Exercise task: Please express the rows below as a Markdown table with the columns No. and Content, one numbered line per table row, and skip blank lines. Leave the pictures out of the answer.

[Excerpts of pointing data]
↓↓↓

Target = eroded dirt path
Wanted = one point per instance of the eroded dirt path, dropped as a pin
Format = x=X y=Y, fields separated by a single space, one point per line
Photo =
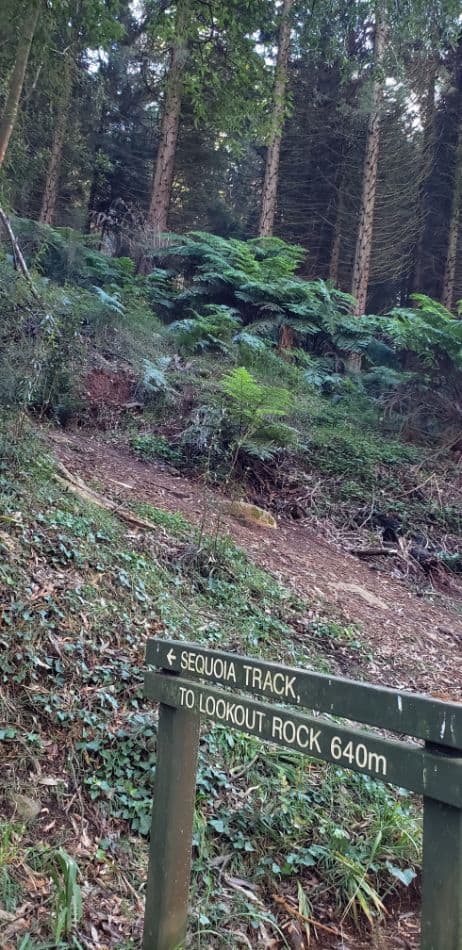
x=414 y=640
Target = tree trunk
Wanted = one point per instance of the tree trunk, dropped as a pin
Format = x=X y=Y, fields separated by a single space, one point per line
x=428 y=157
x=447 y=297
x=157 y=218
x=270 y=183
x=10 y=110
x=334 y=262
x=366 y=216
x=50 y=193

↑↑↑

Reply:
| No. | Content |
|---|---|
| 1 | Target = eroded dirt path |
| 2 | Wanted = one point per instance of the eroded dirt path, dropped as a pin |
| 3 | Format = x=X y=Y, fields separated by a single space, one point per line |
| 4 | Photo = |
| 5 | x=414 y=640 |
| 6 | Target = tree trunk |
| 7 | Wanted = one point per instance of the tree trunk, dropped as a pin |
| 8 | Format = x=X y=Y, fields separated by a single space, one point per line |
| 9 | x=428 y=157 |
| 10 | x=447 y=297 |
| 11 | x=157 y=218 |
| 12 | x=270 y=183 |
| 13 | x=10 y=110 |
| 14 | x=334 y=262 |
| 15 | x=366 y=216 |
| 16 | x=50 y=193 |